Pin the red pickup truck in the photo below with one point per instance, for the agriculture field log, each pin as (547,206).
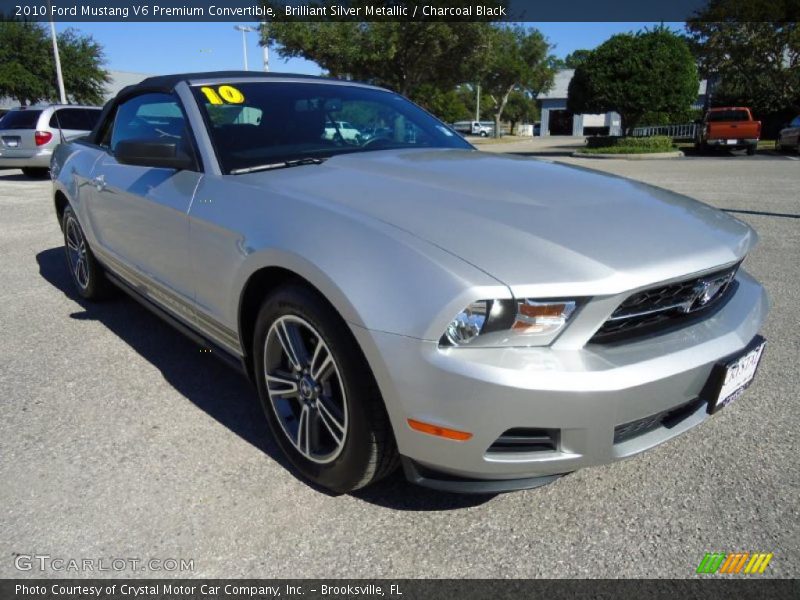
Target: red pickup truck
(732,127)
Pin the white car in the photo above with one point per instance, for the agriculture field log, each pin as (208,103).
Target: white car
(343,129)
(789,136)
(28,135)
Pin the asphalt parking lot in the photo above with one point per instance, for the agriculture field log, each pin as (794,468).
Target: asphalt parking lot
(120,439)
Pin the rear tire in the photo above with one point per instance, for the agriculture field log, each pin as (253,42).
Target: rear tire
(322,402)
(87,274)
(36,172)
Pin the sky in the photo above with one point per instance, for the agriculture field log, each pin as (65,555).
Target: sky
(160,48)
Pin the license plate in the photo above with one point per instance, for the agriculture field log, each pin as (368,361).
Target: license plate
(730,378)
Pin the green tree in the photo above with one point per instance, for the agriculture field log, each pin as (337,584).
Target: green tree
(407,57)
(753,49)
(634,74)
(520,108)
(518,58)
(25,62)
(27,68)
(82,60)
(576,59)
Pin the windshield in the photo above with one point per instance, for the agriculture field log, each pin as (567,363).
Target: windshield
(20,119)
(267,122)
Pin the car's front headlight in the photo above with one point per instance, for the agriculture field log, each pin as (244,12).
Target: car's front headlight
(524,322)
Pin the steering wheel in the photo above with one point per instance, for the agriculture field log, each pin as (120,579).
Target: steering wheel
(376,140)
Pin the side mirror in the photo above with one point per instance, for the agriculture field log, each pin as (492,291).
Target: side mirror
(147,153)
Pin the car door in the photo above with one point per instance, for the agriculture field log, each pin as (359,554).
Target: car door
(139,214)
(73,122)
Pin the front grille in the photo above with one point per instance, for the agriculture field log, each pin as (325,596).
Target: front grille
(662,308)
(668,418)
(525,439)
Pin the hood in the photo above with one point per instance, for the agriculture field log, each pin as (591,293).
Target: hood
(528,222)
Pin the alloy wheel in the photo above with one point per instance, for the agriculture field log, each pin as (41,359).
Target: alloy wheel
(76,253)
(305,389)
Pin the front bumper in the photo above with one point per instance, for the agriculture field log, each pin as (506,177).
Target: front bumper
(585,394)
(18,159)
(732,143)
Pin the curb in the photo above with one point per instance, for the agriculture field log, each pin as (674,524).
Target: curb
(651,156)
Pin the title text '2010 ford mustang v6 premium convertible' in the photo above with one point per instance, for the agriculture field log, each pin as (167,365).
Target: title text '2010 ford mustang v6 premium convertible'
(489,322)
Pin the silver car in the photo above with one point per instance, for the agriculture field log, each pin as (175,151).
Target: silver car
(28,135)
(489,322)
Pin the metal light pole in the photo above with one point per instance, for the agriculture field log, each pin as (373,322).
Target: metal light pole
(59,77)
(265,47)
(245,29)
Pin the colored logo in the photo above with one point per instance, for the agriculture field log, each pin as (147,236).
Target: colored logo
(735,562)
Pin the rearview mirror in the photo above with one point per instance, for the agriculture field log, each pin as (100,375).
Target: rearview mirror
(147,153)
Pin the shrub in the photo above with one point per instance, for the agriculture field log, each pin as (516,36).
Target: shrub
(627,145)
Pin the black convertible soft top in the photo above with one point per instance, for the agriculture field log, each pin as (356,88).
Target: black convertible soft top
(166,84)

--

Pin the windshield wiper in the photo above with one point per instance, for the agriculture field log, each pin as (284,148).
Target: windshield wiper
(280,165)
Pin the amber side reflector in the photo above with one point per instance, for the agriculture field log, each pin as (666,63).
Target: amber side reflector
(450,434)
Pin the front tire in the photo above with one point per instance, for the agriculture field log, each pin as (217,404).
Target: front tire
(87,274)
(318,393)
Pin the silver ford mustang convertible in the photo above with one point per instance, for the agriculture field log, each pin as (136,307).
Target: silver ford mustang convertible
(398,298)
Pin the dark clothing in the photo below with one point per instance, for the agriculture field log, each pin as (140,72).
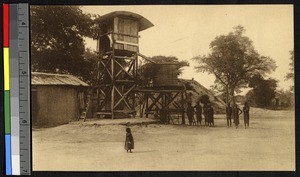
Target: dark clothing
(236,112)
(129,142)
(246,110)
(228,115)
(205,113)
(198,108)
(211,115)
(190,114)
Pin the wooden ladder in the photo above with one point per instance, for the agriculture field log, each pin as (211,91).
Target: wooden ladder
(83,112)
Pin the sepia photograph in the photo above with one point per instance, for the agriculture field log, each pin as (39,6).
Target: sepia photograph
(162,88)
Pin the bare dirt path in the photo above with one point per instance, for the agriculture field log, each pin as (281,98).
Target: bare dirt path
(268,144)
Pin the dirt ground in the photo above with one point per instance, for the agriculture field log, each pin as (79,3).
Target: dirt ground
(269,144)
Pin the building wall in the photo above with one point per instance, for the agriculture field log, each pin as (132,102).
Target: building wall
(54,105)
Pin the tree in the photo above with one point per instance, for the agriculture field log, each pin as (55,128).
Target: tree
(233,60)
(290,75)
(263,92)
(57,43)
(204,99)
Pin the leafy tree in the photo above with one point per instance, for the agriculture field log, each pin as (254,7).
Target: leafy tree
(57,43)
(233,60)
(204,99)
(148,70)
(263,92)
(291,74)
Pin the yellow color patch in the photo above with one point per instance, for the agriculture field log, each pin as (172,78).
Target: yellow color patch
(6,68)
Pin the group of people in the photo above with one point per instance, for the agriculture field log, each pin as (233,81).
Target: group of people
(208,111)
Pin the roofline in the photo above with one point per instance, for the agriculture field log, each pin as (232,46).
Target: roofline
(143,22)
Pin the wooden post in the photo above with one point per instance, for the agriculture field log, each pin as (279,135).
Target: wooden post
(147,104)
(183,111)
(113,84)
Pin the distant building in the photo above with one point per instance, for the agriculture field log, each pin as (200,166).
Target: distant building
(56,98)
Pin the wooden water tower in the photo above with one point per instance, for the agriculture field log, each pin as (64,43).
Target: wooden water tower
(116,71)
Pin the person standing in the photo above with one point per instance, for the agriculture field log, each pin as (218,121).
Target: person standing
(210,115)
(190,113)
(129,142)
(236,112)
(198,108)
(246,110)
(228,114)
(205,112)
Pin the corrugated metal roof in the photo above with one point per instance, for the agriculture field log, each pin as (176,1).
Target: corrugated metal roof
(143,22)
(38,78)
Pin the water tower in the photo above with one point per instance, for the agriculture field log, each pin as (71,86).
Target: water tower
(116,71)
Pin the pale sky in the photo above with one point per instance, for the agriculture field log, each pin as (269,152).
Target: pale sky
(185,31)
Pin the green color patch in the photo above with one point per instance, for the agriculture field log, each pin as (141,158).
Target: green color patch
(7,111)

--

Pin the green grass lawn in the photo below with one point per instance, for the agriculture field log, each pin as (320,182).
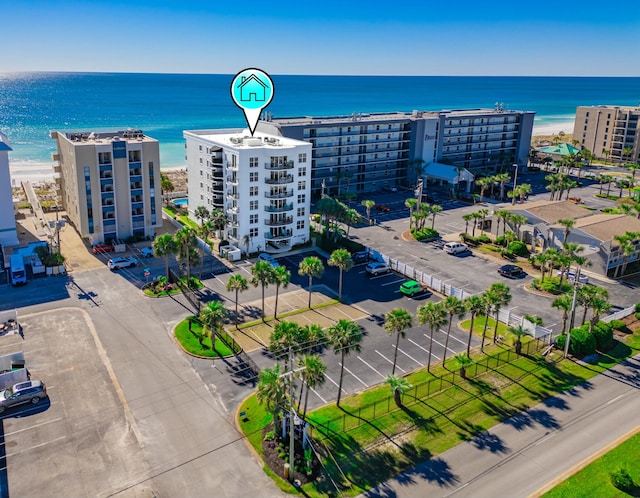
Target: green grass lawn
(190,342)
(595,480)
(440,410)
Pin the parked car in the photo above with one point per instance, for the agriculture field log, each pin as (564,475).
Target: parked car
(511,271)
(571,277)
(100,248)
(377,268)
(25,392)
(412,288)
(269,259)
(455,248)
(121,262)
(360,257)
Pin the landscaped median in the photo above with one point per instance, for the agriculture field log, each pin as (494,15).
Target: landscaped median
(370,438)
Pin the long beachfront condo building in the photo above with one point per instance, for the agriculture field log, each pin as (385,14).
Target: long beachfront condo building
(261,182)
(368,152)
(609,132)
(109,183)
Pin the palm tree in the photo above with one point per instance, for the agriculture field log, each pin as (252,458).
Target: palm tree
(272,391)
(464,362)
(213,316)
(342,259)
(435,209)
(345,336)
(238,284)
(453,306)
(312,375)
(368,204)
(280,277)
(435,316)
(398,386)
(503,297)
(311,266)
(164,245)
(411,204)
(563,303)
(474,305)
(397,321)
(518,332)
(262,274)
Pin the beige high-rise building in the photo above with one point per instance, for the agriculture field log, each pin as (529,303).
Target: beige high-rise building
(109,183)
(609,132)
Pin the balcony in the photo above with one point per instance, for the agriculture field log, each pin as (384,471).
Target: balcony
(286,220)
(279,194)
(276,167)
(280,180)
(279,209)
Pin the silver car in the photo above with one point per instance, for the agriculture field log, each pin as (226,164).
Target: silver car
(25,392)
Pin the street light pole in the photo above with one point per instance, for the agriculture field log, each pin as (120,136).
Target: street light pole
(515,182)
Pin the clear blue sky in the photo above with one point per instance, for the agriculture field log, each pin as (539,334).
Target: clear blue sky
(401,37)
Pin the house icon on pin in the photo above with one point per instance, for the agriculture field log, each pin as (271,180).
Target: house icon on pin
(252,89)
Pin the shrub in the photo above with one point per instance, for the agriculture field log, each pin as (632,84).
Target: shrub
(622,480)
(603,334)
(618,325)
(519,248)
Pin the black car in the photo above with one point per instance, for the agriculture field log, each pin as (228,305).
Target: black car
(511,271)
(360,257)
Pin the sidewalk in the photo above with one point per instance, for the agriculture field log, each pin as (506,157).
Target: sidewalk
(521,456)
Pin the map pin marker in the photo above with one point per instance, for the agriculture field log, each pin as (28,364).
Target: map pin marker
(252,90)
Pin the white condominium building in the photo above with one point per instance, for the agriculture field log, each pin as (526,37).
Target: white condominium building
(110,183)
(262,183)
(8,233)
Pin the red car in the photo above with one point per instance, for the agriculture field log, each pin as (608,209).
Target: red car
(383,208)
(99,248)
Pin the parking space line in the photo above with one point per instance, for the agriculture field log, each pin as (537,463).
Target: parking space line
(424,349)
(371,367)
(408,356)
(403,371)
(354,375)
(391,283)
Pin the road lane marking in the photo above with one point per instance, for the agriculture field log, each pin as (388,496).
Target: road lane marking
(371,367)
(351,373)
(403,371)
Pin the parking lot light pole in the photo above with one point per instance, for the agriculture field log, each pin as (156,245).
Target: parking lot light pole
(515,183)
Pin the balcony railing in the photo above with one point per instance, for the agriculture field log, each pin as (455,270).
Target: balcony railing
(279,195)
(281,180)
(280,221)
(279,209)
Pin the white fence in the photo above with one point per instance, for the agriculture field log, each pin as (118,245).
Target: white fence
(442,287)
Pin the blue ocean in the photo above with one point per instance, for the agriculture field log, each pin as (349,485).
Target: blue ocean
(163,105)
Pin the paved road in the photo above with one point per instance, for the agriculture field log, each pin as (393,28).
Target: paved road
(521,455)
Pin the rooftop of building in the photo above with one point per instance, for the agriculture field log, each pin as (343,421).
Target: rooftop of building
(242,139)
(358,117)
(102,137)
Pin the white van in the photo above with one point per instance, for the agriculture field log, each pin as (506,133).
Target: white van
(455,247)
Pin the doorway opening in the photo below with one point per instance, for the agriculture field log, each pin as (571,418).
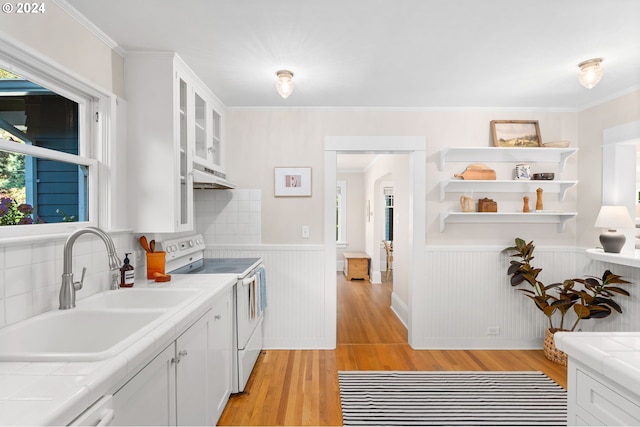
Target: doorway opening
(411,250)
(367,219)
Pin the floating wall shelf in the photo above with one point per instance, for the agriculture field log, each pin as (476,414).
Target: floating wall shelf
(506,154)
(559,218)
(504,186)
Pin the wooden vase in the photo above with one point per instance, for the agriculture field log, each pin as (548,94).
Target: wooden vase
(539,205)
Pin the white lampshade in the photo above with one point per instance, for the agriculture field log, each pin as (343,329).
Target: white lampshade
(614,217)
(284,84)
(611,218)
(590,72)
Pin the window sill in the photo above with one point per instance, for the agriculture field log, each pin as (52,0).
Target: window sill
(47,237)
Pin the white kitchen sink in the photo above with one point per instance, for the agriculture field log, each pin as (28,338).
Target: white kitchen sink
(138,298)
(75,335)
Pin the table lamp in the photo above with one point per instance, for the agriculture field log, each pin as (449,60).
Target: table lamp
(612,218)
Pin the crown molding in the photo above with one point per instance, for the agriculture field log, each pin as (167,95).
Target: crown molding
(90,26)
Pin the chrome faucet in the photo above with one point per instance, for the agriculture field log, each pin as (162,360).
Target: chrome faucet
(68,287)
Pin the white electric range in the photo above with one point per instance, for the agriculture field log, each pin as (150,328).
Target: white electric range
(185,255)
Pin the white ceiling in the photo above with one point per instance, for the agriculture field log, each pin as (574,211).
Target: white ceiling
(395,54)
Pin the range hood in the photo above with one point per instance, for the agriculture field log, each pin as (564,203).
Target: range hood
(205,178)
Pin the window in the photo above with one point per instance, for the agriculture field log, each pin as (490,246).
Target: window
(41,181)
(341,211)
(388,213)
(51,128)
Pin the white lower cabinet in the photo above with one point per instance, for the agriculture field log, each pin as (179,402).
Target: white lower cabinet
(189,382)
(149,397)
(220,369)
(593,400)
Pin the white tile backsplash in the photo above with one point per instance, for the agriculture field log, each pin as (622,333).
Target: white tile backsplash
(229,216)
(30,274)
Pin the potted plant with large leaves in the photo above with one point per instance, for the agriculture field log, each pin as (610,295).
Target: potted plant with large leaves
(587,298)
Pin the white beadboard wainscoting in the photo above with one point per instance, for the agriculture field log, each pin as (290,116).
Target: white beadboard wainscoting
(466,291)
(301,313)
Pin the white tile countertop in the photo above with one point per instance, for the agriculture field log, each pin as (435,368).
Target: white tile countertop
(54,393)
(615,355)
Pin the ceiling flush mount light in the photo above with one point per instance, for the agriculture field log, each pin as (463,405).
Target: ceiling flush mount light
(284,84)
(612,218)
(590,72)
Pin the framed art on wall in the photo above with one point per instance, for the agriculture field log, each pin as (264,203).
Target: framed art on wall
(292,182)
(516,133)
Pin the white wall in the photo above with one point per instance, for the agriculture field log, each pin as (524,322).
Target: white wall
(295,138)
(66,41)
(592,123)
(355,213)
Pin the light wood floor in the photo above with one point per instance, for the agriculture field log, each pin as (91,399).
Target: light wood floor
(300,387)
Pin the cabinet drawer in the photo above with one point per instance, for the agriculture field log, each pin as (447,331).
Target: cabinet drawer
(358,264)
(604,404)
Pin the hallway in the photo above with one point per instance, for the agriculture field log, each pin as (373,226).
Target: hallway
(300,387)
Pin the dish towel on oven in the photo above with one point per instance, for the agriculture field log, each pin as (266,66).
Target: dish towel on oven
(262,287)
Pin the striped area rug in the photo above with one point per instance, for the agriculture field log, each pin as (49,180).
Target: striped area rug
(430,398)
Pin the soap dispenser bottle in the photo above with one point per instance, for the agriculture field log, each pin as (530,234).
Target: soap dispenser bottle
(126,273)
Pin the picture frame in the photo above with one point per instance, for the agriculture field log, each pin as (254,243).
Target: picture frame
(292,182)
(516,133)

■ Exercise goal: How many lines of the listing above contain the word "house"? Reply with the number alone.

■ Finished exercise: 2